Exercise instructions: Rewrite the listing below with every "pipe" swapped for "tube", changing nothing else.

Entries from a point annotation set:
........
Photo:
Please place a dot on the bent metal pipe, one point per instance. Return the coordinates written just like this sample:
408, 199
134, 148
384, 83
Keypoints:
........
Solution for this task:
Photo:
Please place a dot on the bent metal tube, one point per instance. Return the coordinates written just like this sample:
408, 199
134, 148
384, 83
Keypoints:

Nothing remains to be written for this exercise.